• **Task**
Copy each of the records exactly; leave nothing out.

• **Data supplied**
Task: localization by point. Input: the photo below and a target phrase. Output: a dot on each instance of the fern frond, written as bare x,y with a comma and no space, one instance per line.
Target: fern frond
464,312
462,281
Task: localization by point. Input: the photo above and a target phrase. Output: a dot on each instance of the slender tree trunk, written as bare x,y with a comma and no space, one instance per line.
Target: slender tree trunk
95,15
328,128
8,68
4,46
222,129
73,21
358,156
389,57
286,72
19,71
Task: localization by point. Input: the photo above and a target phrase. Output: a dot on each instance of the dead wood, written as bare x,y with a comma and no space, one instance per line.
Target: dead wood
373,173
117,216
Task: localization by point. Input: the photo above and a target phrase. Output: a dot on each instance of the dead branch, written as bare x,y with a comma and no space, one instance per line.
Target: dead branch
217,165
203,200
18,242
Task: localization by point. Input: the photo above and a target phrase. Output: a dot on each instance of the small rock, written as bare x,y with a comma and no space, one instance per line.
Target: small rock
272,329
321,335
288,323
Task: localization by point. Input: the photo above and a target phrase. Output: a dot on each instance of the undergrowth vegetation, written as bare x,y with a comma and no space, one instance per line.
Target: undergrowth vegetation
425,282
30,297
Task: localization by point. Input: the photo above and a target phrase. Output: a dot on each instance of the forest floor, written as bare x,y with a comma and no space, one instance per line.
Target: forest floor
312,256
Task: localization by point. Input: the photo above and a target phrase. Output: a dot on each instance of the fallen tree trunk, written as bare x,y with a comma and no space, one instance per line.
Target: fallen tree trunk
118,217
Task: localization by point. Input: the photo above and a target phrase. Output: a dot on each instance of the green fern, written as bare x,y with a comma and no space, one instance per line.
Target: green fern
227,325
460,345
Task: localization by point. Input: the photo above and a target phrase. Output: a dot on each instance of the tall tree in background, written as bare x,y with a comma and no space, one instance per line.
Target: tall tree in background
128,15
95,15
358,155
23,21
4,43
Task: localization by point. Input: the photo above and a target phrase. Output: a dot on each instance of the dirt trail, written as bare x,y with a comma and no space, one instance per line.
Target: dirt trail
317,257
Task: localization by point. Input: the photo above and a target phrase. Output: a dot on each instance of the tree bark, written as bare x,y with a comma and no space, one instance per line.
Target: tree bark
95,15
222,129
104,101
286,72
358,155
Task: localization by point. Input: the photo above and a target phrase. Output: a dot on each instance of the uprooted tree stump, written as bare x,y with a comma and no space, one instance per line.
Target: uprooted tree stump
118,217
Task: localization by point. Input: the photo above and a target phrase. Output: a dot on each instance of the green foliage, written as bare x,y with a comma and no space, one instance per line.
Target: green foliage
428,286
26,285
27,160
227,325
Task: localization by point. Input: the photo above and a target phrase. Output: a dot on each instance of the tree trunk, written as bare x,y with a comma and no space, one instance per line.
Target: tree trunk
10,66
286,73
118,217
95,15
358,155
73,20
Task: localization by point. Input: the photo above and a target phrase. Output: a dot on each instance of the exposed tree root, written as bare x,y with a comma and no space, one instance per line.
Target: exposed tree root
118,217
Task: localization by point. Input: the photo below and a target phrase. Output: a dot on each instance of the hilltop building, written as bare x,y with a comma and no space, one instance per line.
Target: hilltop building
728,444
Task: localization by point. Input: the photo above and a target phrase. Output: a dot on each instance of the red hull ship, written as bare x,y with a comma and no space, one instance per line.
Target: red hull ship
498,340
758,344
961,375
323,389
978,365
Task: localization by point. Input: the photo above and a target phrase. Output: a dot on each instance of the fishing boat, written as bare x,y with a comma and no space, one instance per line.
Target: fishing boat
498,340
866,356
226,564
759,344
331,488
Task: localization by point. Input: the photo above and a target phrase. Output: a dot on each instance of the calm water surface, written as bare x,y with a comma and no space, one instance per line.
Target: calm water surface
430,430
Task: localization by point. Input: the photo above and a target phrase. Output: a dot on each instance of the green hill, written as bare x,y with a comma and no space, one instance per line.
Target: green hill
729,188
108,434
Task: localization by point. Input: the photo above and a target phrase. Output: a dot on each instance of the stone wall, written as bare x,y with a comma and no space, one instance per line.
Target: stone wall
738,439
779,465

• **Response**
Task: localization by point. Input: the photo below and a target phrase. Output: a dot on each instance of the fern frond, written as bare x,y with a comma and no space, one instance per line.
Target: fern frond
464,312
462,281
Task: localization by point. Input: the photo above and a target phrase. Output: a dot on each instance of the slender tree trunk, written as bare x,y with a comma and no space, one instance per line.
Target: slender tree trunk
95,15
328,128
8,68
4,46
222,129
73,21
358,156
389,57
286,72
19,71
Task: localization by point. Input: the photo above and a target phrase. Output: a dot on each instance of the dead wood, written as bare x,y with a comma and no space, one instance per line.
Target: dead wood
373,173
117,216
Task: localization by point. Input: the photo above and a target phrase. Output: a dot on each instance of the dead branch, written as bare x,y with a comma and no space, one instance per line.
Target: dead branch
217,165
203,200
18,242
Task: localization by point. Input: the photo above and a target phrase. Output: a dot on each instance of the small rock, written as bare x,y with a comma and no space, one instance per line.
Target: small rock
272,329
321,335
288,323
Task: localization by point. Input: the photo above and a target phrase. Output: a dot on each instance of the undergrowth vegetation, written as bare x,y with a comma and no space, one instance per line.
Target: undergrowth vegetation
425,282
30,297
Task: localization by point. Input: the photo above and a target phrase. Output: a dot on each instance of the forest floor, written as bare x,y with a comma and no space, one instance per line.
Target: forest floor
312,256
Task: localization by point. Input: the photo above and a target phrase. Output: a dot on each instance of the fallen tree trunk, written as bare x,y with a comma and no space, one instance per line.
Target: fallen tree trunk
118,217
Task: localization by point. Input: the photo above and a target phrase. Output: a dot on each instance of the green fern, written as bare x,y with a comma and no space, one instance per line.
Target: green fern
227,325
460,345
Task: localization by point. Input: the photo above and a target phrase. Output: a dot on each instance of the tall tree in background, written as bare x,y with a comma and no space, one instance per line.
Target: tall tree in background
128,15
95,15
358,155
23,21
4,43
Task: localization by point. Input: the photo above and a target phrase. Output: a dot on each instance of the dirt trail, written as bare x,y with a comma and no space, one instance per line.
Target: dirt trail
317,257
Task: localization by point. Input: the photo above and a target phrase. Output: a dot on each instance of the tree bark, written as bare x,y with a comma and no space, one instance per line.
Target: tree bark
95,15
222,129
104,101
286,72
358,155
Task: localization by point. Input: the photo above and a target phrase. Output: a dot on each instance of the uprooted tree stump, written as bare x,y with a comma and no space, one instance per line.
Target: uprooted tree stump
118,217
Task: localization by point. Input: the photo above and a target phrase. Output: a dot on each instance of the green foliage, written as bare x,y with a comma and no space, one instance per line.
Target: green foliage
428,286
26,285
27,160
227,325
Task: localization by point. Input: the photo above and a target phrase. Output: a dot on each instance of the tree trunk, written as bare x,y with a comma and no space, one instance per line.
Target: tree trunk
10,66
286,73
118,217
95,15
358,155
73,20
Task: localization by point. Input: the photo above and a target phrase. Output: a dot on each instance of the exposed tree root, written as bare x,y with a comma and no space, one instance per line.
Target: exposed tree root
118,217
Task: localization by point. Input: the photo below and a target phrase. Output: a dot on each instance of the hilltop building, written as bare x,y with a comma and no space, one instance per line.
Target: hilltop building
728,444
Task: localization by point. Input: the photo above and a target phrase. Output: a dot on each instance of the red hull ship, written as bare x,y with a comma and no space, one instance per line.
Target: red hull ship
498,340
758,344
961,375
323,389
978,365
Task: localization by point. Input: the photo above and a target phrase. Output: a dot on each instance of the fishing boat, written as bare x,y with a comma and no space, one instance per line.
Target: fishing boat
498,340
866,356
226,564
759,344
331,488
Task: localization by point. Input: the photo above and a target phrase. Output: a dot on each instance of the calm water surface, written as bare x,y with a comma and no space, one instance per line.
Target: calm water surface
430,430
Task: localization by point. Input: the photo above and a target phrase. Output: a dot on each instance of the green hill, written as bare x,y with a comma and no space, one instance per line.
Target: green hill
729,188
108,434
Task: localization by point. Input: the photo above and a target phrase. Output: a dot on each instance of the stone wall, written as bare x,y with a comma and no space, one instance per line.
Target: stone wall
738,439
779,465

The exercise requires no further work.